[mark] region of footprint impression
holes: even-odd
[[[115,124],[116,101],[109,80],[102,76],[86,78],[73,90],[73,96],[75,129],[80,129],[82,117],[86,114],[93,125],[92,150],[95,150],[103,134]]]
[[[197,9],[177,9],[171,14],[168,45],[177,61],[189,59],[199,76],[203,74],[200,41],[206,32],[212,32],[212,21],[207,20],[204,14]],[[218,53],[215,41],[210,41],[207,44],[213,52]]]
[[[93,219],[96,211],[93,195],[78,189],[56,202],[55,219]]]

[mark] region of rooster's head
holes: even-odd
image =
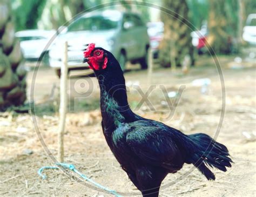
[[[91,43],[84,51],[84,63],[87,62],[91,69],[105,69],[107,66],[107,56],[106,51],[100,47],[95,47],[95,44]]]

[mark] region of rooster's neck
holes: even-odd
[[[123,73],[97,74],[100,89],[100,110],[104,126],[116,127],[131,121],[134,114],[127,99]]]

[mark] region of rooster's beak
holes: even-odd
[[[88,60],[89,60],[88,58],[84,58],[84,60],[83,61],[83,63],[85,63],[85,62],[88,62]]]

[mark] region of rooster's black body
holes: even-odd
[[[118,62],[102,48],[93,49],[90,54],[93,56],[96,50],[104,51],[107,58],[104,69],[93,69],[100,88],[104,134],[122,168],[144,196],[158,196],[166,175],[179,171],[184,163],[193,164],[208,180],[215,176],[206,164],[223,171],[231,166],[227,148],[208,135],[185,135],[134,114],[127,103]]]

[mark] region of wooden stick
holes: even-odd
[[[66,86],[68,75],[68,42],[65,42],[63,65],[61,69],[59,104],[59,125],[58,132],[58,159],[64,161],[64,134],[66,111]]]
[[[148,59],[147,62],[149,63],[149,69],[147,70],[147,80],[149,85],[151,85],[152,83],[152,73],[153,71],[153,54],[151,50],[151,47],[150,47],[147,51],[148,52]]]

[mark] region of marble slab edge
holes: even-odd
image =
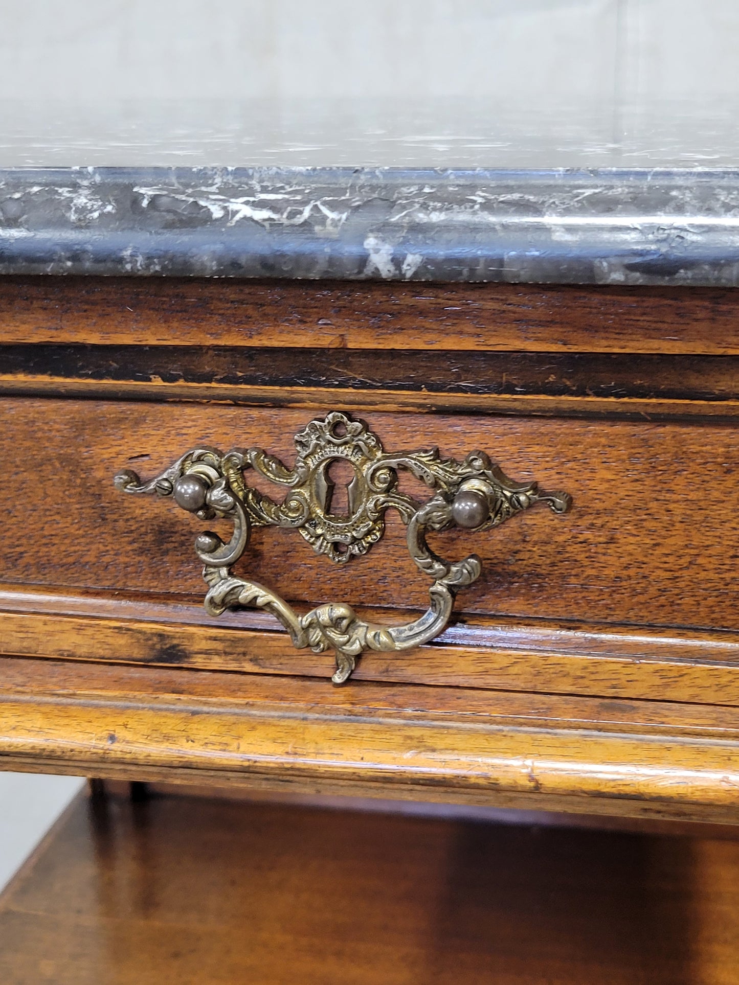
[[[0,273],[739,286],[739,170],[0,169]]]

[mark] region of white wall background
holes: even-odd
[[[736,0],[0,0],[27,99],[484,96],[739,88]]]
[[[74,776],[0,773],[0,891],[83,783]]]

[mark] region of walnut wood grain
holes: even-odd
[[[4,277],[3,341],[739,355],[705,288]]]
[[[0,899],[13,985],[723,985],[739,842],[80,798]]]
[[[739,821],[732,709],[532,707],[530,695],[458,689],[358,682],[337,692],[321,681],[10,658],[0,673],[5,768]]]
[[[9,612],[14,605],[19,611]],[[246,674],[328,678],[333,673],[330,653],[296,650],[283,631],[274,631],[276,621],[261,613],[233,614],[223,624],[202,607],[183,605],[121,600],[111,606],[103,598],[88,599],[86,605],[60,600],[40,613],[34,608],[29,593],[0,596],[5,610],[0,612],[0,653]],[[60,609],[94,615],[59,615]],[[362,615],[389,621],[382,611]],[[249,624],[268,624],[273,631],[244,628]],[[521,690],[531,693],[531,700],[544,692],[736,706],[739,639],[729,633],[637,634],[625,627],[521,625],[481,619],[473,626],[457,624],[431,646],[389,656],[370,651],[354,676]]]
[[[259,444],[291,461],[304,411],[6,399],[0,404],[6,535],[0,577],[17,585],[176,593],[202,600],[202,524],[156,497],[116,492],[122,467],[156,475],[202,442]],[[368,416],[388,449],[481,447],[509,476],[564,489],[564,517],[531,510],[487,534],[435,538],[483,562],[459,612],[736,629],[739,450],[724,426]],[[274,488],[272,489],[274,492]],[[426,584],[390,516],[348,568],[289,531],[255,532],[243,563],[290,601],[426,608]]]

==

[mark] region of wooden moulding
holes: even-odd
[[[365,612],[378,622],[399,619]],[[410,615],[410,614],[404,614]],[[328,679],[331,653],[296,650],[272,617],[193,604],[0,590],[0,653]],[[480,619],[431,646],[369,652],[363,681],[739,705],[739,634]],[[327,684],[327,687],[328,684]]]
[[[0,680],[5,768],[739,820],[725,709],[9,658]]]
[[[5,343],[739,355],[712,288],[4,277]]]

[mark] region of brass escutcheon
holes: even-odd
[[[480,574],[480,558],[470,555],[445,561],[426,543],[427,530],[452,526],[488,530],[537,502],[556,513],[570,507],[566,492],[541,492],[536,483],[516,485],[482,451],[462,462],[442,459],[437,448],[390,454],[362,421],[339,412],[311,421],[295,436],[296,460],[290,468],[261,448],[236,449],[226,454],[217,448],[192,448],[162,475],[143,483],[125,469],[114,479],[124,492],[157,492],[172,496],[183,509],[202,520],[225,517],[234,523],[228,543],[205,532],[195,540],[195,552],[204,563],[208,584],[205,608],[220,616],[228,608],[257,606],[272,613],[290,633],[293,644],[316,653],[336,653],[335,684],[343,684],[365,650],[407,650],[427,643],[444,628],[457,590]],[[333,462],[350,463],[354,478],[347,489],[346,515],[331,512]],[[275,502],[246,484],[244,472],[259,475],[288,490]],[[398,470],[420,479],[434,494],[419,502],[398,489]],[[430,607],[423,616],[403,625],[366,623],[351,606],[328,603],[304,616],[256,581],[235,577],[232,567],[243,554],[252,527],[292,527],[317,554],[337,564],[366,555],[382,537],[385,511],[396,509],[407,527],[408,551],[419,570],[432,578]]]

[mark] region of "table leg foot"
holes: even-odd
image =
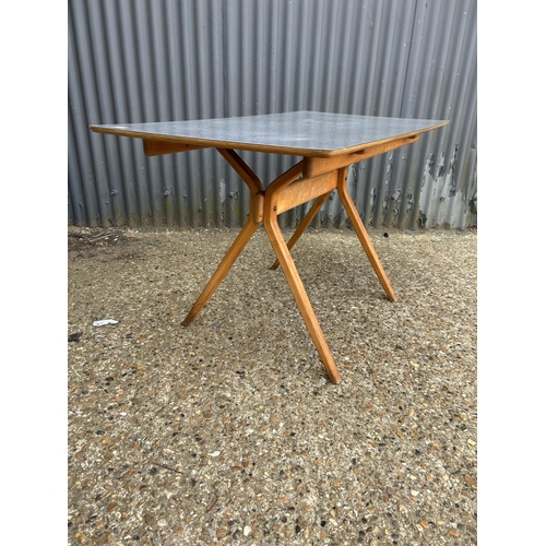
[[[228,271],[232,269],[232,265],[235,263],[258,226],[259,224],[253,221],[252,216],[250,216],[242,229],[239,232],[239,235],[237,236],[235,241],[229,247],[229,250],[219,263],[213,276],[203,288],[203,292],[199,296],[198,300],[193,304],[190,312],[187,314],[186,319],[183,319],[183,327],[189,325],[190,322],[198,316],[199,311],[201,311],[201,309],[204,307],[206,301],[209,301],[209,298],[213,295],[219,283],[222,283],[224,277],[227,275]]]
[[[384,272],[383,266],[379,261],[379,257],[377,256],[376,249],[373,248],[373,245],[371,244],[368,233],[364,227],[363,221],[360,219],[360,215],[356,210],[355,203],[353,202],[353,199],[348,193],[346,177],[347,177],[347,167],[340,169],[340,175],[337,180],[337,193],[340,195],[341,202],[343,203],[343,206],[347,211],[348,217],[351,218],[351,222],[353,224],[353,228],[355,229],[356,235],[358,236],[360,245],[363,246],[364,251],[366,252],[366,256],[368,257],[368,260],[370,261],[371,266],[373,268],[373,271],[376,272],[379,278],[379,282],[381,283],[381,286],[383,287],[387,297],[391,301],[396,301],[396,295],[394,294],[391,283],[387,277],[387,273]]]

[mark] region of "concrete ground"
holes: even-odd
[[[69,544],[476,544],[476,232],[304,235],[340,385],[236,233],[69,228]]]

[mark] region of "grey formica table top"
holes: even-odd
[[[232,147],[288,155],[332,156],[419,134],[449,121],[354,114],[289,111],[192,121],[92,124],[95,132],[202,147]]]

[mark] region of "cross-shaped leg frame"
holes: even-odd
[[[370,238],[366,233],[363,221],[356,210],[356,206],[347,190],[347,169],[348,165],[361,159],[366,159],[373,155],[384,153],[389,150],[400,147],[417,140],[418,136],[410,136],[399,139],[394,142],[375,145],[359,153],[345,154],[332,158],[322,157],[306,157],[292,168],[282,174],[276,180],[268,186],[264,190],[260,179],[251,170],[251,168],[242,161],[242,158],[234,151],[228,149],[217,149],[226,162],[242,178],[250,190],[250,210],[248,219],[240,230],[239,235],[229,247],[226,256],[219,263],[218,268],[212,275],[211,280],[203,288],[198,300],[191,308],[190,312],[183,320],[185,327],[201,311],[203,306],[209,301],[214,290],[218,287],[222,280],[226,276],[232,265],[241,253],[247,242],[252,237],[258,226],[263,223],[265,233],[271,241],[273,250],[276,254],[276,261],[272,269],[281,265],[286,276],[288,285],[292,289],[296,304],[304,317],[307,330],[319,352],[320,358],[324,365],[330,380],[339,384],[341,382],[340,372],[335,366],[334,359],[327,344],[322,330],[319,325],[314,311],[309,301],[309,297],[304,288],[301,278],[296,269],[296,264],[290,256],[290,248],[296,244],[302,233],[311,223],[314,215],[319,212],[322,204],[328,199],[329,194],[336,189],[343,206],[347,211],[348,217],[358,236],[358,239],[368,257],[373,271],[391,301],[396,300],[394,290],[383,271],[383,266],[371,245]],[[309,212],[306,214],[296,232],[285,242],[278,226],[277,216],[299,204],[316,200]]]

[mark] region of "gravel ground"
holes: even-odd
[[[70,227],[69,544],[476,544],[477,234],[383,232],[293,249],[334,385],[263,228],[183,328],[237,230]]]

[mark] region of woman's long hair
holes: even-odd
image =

● **REQUIRED WORK**
Pull every line from the records above that contains the word "rooster", and copy each one in full.

● **WRITTEN REPLY**
[mark] region of rooster's head
[mark] region of rooster's neck
[mark] region of rooster's beak
[mark] region of rooster's black body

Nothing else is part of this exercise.